• **Extract to read**:
All airline stocks took it on the chin in March, as the COVID-19 pandemic brought travel to a halt and upended the industry's best laid plans. Hawaiian Holdings (NASDAQ:HA) was hit especially hard, with shares losing 50% in March, according to data provided by S&P Global Market Intelligence.
Airlines have been among the hardest hit sectors during the pandemic, with planes flying empty as an increasing number of states and countries advised sheltering in place to try to contain the spread of the virus. Even when the pandemic is eventually contained, the industry might find it difficult to regain altitude, as it seems increasingly likely the U.S. economy is headed into a recession.
Hawaiian has been hit particularly hard because of its unique route network. On March 23, the company said it would suspend most of its North American and international routes due to a state quarantine, operating only a small number of inter-island connecting flights and single flights from Honolulu to Los Angeles and American Samoa to give the state some connectivity.
The suspension sapped a significant portion of Hawaiian's revenue generating potential, but the airline was likely not generating a lot of revenue flying its schedule. Hawaiian said at the time it had been flying with its planes about half full, with service to Japan flying with planes only 20% full.

• **Information shown**:
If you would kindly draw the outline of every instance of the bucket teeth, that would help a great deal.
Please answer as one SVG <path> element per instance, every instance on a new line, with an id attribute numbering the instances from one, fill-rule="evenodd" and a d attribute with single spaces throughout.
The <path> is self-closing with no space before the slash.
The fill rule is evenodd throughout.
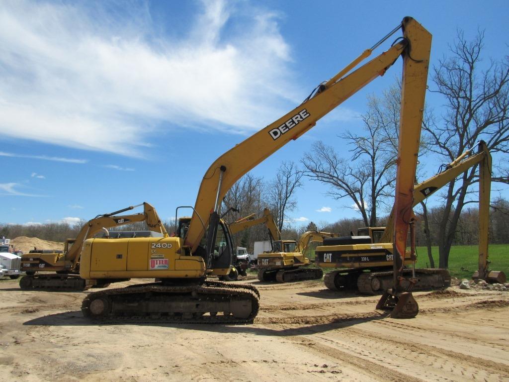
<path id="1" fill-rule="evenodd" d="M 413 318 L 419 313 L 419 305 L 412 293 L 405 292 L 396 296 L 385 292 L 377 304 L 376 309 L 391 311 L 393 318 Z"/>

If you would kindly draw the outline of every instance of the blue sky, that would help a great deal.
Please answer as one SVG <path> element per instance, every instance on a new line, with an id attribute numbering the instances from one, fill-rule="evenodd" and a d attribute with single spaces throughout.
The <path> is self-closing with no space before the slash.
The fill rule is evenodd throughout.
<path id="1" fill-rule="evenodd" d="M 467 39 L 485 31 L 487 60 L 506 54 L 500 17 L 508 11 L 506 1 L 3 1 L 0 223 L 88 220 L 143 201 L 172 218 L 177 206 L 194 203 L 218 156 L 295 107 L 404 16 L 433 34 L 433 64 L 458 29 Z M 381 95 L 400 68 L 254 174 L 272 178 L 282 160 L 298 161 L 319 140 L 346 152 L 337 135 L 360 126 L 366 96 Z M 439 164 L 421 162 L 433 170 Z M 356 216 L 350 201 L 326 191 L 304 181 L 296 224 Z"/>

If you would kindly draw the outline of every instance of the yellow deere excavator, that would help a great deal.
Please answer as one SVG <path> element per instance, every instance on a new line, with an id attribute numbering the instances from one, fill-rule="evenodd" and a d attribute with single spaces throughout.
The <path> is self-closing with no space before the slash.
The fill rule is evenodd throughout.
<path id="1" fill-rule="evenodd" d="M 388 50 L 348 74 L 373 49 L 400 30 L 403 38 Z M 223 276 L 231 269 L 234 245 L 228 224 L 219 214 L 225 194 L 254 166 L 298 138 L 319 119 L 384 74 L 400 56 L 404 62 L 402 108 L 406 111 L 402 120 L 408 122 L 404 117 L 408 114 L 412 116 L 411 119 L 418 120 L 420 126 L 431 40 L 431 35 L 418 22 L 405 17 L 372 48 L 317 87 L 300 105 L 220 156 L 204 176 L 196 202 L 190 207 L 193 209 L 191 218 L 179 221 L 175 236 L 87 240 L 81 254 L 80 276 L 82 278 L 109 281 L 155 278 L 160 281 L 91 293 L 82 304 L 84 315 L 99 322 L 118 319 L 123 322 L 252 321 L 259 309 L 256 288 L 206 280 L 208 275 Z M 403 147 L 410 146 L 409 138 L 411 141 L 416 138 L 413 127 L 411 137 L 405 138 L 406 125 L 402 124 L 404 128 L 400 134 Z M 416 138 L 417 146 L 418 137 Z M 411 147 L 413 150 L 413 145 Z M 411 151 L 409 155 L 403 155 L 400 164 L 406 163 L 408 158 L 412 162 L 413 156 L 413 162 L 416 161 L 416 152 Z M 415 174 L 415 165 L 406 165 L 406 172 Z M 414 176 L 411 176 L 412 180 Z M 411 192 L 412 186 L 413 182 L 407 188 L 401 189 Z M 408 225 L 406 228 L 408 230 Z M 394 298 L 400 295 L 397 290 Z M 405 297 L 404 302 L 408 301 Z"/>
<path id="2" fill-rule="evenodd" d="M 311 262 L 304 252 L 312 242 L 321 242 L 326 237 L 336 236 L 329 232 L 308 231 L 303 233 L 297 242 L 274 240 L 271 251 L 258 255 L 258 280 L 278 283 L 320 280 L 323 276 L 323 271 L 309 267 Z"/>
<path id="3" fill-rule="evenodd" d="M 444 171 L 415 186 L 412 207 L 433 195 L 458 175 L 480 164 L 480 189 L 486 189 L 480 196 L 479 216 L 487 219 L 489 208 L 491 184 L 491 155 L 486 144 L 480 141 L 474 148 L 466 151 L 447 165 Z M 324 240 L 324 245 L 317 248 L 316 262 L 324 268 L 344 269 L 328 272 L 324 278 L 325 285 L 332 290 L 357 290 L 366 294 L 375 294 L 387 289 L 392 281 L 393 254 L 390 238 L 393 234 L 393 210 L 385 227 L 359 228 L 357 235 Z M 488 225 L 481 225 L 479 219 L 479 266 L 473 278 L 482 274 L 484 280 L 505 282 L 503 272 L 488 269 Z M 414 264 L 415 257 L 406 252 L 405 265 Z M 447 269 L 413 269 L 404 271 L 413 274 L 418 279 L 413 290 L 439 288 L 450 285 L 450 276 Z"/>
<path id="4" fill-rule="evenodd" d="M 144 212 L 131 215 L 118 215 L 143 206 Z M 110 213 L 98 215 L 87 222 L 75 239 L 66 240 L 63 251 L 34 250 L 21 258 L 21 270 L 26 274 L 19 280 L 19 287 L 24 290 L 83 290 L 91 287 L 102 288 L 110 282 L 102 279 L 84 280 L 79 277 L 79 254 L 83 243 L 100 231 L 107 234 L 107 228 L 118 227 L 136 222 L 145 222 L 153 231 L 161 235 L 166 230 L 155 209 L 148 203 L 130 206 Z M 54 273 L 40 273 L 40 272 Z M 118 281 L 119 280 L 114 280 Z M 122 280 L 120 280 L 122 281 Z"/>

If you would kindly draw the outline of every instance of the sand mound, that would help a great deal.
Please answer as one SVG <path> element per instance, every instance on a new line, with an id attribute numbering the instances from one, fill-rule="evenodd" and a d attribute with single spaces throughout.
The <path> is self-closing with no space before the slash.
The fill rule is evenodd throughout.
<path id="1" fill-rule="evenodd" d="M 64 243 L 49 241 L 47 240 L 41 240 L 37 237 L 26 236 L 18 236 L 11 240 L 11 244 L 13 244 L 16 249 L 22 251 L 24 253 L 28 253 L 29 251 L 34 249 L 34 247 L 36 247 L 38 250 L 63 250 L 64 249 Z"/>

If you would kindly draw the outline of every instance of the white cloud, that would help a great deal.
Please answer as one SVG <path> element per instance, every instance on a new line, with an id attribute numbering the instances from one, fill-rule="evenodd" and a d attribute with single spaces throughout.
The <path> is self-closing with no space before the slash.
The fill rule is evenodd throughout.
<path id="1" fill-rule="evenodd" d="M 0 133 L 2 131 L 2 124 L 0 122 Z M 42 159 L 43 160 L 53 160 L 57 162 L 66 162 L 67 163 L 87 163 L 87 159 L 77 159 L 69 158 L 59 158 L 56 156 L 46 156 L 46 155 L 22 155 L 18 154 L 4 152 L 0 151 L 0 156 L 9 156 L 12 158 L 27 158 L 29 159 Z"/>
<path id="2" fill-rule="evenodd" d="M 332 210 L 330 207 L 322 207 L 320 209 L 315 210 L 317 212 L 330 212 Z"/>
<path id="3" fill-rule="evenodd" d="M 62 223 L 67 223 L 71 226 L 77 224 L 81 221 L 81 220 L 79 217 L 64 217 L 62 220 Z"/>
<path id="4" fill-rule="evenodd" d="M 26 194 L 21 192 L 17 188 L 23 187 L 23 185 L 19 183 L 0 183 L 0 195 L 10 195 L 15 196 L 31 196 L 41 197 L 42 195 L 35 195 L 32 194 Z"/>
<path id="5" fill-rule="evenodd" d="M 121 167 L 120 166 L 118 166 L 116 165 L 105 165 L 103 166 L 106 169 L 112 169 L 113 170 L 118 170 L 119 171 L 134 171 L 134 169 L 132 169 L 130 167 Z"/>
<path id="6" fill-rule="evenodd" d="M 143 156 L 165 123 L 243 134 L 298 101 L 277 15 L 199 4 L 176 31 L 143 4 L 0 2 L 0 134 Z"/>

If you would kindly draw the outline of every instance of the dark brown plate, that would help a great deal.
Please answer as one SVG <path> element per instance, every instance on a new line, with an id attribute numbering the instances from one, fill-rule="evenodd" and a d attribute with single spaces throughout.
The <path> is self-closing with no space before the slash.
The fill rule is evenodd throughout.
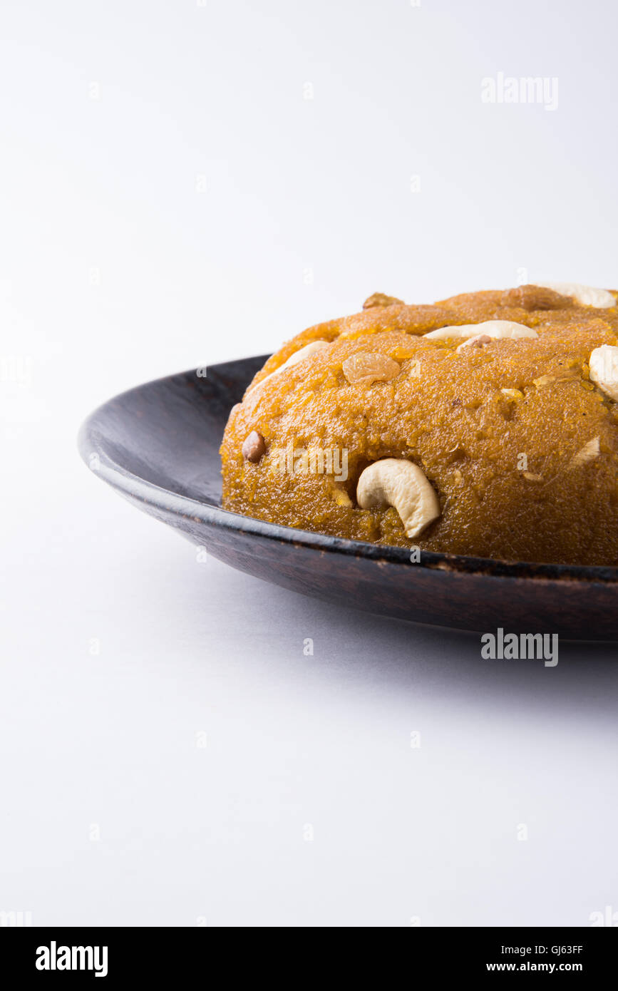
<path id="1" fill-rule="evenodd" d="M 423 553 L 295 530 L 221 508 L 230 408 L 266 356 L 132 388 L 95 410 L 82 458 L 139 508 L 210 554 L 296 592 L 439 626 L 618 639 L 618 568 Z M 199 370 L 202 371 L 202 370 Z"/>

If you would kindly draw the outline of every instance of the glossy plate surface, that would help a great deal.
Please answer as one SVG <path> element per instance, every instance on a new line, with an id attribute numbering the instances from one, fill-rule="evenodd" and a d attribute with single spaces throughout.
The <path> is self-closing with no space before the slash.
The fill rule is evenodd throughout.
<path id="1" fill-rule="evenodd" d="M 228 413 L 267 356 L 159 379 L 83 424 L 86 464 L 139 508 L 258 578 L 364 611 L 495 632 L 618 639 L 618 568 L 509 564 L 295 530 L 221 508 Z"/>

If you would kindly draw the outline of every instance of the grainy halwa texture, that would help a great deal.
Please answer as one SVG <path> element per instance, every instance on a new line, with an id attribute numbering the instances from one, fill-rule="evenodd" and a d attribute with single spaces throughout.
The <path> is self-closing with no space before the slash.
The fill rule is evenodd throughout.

• **Task to complete**: Continue the article on Hawaiian Holdings' March share drop, starting right after its last sentence.

• **Response for this exercise**:
The U.S. government came through with $50 billion to support the industry late in the month, but much of that is going to be aimed at supporting the largest carriers. And whatever added liquidity Hawaiian receives in assistance might not be enough if vacation travelers do not quickly return to the islands after the pandemic is over.
Hawaiian is a well-run company, but it is the sort of niche operator that tends to be under pressure during even a garden-variety recession. Its route network, heavy with long, transpacific flights, is high cost, and Hawaii is a tough vacation sell for many tourists during a recession.
If Hawaiian can navigate through this patch, there could be some upside to a downturn. The airline was under pressure last year due to an onslaught of new competition to the islands. It's possible some of that competition will not return at previous levels due to a slowdown, giving Hawaiian more pricing power and wiggle room.
But for now, there is more unknown about Hawaiian Airlines' future than there is known. Investors tend to hate that sort of uncertainty, and in March ran for the exits as a result.